* **WHAT TO PRODUCE**
Output, word for word, the span of lines that starts at the one containing "Query: red ribbon" and ends at the last line of the records.

* **MATERIAL FOR THIS TASK**
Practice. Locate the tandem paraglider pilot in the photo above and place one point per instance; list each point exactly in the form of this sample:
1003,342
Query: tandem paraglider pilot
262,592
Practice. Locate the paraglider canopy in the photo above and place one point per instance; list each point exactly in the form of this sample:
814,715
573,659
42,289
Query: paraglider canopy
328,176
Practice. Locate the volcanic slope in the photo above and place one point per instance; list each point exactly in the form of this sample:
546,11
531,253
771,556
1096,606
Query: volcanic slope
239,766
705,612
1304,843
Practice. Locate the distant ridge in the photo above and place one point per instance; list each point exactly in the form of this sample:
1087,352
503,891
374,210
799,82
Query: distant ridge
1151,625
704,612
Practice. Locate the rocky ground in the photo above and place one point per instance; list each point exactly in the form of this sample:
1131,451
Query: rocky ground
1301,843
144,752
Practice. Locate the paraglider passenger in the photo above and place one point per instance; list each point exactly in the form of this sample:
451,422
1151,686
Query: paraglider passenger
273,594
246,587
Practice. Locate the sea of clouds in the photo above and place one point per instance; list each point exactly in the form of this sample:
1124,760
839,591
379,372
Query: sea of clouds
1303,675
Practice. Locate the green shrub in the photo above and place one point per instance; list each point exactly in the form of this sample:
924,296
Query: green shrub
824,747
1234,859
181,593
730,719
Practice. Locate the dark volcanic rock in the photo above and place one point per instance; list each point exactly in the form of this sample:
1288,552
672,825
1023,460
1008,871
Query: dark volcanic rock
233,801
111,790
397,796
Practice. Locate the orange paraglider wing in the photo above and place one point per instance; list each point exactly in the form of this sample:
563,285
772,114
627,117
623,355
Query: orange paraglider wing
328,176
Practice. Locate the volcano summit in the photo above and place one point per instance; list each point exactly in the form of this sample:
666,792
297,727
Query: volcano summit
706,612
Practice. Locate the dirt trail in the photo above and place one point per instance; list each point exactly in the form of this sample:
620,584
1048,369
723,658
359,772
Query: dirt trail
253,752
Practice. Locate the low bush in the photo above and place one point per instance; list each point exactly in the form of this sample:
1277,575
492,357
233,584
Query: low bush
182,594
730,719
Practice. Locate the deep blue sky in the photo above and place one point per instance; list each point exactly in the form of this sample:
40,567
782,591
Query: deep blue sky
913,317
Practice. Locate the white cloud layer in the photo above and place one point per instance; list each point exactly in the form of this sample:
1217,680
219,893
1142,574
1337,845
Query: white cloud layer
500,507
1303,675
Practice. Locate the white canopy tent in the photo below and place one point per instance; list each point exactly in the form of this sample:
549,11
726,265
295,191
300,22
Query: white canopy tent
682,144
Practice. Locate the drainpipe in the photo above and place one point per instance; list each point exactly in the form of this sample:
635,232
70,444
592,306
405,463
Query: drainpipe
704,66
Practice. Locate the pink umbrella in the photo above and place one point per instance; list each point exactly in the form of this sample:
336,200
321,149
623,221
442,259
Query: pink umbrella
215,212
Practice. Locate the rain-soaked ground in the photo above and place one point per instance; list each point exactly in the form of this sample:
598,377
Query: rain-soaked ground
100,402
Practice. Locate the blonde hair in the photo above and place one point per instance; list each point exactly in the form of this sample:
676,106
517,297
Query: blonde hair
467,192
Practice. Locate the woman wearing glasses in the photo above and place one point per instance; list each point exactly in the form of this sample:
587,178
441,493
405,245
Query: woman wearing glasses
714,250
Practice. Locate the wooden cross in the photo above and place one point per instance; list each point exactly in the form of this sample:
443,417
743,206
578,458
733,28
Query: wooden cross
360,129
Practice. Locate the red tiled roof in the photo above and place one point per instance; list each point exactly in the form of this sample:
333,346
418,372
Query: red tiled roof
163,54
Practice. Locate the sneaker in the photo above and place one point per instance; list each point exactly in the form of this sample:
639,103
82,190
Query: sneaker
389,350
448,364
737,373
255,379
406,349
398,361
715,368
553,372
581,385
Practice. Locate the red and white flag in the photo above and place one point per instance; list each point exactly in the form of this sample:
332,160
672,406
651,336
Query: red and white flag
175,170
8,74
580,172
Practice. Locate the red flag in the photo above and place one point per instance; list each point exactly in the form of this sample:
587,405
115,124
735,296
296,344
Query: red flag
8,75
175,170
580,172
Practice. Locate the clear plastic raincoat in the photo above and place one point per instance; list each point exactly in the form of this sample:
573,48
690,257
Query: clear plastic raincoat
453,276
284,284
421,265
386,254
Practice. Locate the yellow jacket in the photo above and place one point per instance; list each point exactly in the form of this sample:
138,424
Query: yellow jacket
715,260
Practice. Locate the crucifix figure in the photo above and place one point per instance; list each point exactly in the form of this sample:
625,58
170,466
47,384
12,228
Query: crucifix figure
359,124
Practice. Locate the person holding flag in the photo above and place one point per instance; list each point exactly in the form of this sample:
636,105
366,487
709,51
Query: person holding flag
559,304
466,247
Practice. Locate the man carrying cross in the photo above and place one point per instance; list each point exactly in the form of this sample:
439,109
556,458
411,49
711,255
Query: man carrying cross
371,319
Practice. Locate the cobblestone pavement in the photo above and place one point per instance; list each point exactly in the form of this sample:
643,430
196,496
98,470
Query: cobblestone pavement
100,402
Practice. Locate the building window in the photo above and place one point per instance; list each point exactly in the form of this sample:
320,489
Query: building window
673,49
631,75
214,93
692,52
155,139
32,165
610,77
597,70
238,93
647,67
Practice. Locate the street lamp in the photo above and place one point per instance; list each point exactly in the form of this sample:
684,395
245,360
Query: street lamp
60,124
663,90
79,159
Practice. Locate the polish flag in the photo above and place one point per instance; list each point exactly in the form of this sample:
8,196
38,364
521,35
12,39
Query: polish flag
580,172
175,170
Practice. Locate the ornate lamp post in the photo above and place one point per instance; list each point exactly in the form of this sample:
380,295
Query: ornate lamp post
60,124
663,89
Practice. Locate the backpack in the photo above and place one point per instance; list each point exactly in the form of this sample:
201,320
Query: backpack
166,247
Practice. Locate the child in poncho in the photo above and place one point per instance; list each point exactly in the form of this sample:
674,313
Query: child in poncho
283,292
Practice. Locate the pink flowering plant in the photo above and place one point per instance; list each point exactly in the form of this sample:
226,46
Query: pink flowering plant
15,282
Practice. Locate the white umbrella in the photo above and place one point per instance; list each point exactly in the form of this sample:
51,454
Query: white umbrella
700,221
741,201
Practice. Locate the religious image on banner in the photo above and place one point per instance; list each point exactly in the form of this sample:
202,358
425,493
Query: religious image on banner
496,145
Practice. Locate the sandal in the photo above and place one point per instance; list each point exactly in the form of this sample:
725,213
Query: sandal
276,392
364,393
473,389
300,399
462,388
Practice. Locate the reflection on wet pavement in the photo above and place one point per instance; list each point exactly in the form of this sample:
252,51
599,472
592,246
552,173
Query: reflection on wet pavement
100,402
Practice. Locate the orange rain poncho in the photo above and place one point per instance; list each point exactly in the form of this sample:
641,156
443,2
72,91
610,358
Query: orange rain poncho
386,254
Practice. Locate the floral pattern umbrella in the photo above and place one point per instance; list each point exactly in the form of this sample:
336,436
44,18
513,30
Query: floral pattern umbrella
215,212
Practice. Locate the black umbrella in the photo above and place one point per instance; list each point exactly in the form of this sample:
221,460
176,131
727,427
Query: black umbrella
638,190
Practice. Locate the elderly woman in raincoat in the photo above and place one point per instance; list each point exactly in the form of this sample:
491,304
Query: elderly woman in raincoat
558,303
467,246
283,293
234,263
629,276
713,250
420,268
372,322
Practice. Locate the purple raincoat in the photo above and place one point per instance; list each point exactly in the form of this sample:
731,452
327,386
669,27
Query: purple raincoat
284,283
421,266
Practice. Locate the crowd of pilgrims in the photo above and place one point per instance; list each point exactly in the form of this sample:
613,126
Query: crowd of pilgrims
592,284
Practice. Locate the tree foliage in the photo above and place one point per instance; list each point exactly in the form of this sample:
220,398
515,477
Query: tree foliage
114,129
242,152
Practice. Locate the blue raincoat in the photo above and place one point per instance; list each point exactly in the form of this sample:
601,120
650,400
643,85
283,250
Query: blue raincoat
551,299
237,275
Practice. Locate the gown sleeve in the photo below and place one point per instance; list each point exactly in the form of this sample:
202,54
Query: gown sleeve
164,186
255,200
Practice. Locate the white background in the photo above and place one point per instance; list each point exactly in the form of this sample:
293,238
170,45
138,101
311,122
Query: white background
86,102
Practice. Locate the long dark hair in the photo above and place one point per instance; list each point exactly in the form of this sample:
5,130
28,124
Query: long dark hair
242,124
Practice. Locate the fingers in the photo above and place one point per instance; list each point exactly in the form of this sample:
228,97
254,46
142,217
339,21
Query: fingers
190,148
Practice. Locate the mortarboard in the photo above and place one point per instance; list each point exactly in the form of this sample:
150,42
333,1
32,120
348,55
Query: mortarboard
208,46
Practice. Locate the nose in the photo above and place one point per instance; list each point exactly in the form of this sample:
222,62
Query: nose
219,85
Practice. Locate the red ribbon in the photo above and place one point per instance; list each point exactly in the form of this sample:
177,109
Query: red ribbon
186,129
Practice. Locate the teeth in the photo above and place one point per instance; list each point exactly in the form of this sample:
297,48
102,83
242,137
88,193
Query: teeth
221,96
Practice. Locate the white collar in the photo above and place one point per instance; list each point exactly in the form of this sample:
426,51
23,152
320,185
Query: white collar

* **PROBLEM SOLUTION**
Query: red ribbon
186,129
Practice. Locate the teeth in the photo above and place one point per instance; list each point exactly in the form of this sample:
297,48
102,83
242,137
88,193
Query: teeth
221,96
Practice. Locate the white collar in the photo above and place one point per instance; list each point exactly in the form of this sample:
426,51
23,152
320,185
Query: white collar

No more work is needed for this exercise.